#### 読む文章
********

【解説】多様なWLB(ワーク・ライフ・バランス)ニーズが尊重される職場へ
新型コロナウィルスの感染拡大防止の取組みが続く中、2021年1月から11都府県に再発令された緊急事態宣言においても、テレワークの活用が要請されました。みなさんの職場では、テレワークを活用できたでしょうか。できていないとしたら、何が原因なのでしょうか?
一番難しいと思われるのは、製造や販売、医療・介護など、職場から離れられない業種・職種でしょう。しかし、そうした組織でも、一部の職種や一部の業務に限ってテレワークを活用することは可能です。全部テレワークに移行できないのなら導入してもムダだとか、職種間で利用に差が出てしまうのは不公平だ、という理由であきらめるのは得策ではありません。テレワークは手段であって、目的は、感染防止のために「密を避けること」です。各企業で、テレワークを活用できる職種・部署の人だけでも活用すれば、公共交通機関や都市部の密を減らせます。それは、通勤を余儀なくされる人々にとってもリスク回避になります。職場でなければできない仕事が主である人も、一部の事務系・管理系の業務をテレワークで実施することができれば、職場にいる時間を減らすことができ、時差出勤等も活用しやすくなり、職場や通勤時でのリスクを下げられる可能性があります。テレワーク以外の働き方も組み合わせて、それぞれの仕事の特性に応じた形で、「密を避ける」という目的を達成する工夫をすることが大切です。

********

#### 参考資料

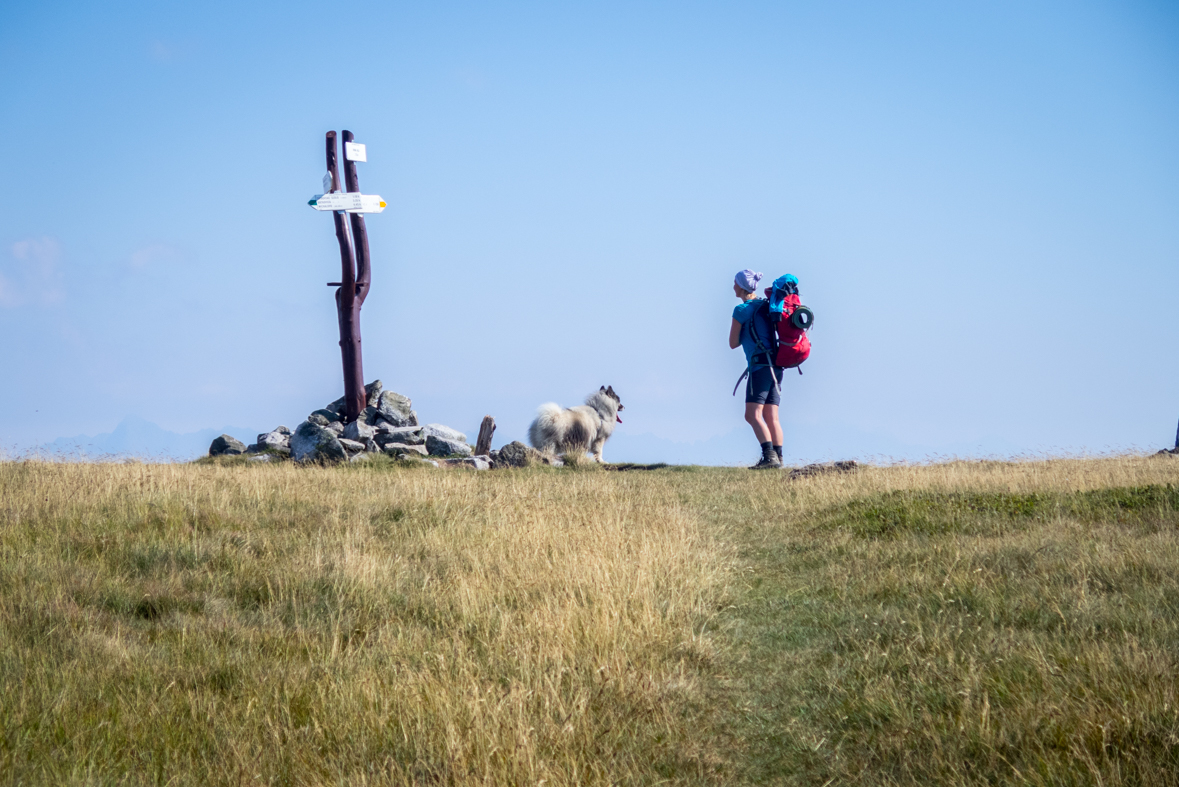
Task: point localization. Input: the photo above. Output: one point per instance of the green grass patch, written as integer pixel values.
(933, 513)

********

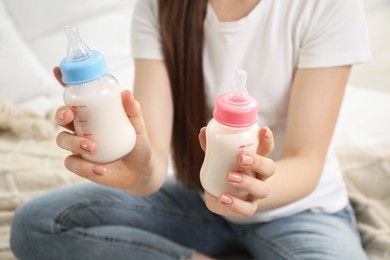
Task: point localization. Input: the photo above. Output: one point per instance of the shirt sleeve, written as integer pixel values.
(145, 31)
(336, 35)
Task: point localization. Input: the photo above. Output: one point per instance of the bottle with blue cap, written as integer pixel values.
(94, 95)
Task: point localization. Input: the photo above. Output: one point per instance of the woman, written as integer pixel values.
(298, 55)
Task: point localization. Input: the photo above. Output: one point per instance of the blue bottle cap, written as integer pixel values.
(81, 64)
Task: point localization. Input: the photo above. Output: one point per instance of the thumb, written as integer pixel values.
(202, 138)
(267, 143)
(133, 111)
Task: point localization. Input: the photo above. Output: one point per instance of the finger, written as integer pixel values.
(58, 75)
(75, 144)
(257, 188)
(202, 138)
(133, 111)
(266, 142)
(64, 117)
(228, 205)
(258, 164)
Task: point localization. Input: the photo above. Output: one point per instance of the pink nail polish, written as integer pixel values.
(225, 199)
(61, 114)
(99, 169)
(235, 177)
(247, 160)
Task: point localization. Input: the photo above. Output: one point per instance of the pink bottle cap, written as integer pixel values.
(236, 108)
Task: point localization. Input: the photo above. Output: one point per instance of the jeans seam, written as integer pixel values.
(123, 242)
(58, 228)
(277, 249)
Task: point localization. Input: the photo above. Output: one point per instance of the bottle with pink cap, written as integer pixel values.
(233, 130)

********

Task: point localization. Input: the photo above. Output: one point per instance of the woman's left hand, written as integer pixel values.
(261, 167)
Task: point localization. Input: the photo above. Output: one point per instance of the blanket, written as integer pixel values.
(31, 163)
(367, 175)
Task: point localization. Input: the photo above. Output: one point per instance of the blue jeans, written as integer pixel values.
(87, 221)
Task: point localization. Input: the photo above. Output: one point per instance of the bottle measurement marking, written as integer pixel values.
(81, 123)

********

#### 作業指示
テレワークの活用と「密を避ける」工夫について述べた文章の続きを、最後の文の後から書く。 上の資料はこの作業とは関係がない。

#### 解答欄
すべての社員が何らかの柔軟な働き方を選択し、「密を避ける」働き方ができるようになれば、そうした働き方を活用してすべての社員がワーク・ライフ・バランスを実現することや、これまでよりも幅広い人材を受け入れることもできるようになります。
こうした取り組みを全社員を対象に推進するためには、これまでご紹介してきたように、多様な働き方に応じた人事制度や職場のマネジメントの整備も欠かせません。図表にあるように、人事施策の見直しまでを視野に入れているのは大企業が多く、この点で中小企業は後れを取っています。コロナ禍での困難な経験を活かし、アフターコロナの時代にダイバーシティ経営を通じて飛躍するために、すべての企業にとって、今、柔軟な働き方を可能とする取組みを可能な限り進めておくことが重要なのです。
正社員(無期契約労働者)が両立支援制度を利用しながらキャリア形成できる人事施策の検討:企業規模別
注)従業員101人以上の企業について集計。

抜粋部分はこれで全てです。